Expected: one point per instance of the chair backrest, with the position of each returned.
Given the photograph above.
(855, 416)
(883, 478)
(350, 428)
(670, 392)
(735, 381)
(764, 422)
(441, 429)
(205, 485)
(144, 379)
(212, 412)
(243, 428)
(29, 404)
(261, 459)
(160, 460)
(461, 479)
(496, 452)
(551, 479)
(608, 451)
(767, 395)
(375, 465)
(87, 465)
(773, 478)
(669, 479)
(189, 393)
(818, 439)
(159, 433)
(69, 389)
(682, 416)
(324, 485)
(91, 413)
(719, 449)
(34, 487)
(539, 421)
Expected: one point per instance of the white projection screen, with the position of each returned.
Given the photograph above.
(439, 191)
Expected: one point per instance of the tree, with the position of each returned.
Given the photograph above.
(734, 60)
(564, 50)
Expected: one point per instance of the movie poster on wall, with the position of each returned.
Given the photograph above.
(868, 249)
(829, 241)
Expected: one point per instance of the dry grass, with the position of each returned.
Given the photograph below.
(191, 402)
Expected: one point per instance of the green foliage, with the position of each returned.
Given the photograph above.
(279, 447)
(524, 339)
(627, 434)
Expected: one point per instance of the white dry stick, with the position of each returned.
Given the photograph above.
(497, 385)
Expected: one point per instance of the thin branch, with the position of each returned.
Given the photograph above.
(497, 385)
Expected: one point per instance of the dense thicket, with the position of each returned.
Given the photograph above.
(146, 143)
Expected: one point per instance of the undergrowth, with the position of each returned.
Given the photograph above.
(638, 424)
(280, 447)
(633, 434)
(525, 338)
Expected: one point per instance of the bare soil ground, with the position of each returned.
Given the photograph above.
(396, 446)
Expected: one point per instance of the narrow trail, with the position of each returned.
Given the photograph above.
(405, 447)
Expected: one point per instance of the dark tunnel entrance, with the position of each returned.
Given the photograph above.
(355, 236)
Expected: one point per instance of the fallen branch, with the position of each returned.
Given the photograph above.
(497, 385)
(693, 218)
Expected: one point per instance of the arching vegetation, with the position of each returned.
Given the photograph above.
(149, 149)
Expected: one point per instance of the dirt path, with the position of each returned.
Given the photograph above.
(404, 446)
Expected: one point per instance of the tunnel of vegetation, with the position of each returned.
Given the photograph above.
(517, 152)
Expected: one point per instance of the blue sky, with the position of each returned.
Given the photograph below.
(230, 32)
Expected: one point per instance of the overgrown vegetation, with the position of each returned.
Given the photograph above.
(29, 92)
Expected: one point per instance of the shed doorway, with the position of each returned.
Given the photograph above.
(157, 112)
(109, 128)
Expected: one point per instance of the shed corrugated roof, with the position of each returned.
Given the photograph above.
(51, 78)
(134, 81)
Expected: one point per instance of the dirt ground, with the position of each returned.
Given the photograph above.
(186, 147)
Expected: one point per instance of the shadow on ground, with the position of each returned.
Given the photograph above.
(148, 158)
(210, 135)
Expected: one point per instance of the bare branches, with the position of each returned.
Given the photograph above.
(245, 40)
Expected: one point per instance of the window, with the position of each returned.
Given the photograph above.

# # # #

Exercise directions: Count the lines of the listing above that contain the word "tunnel", and give only the total.

Your solution: 2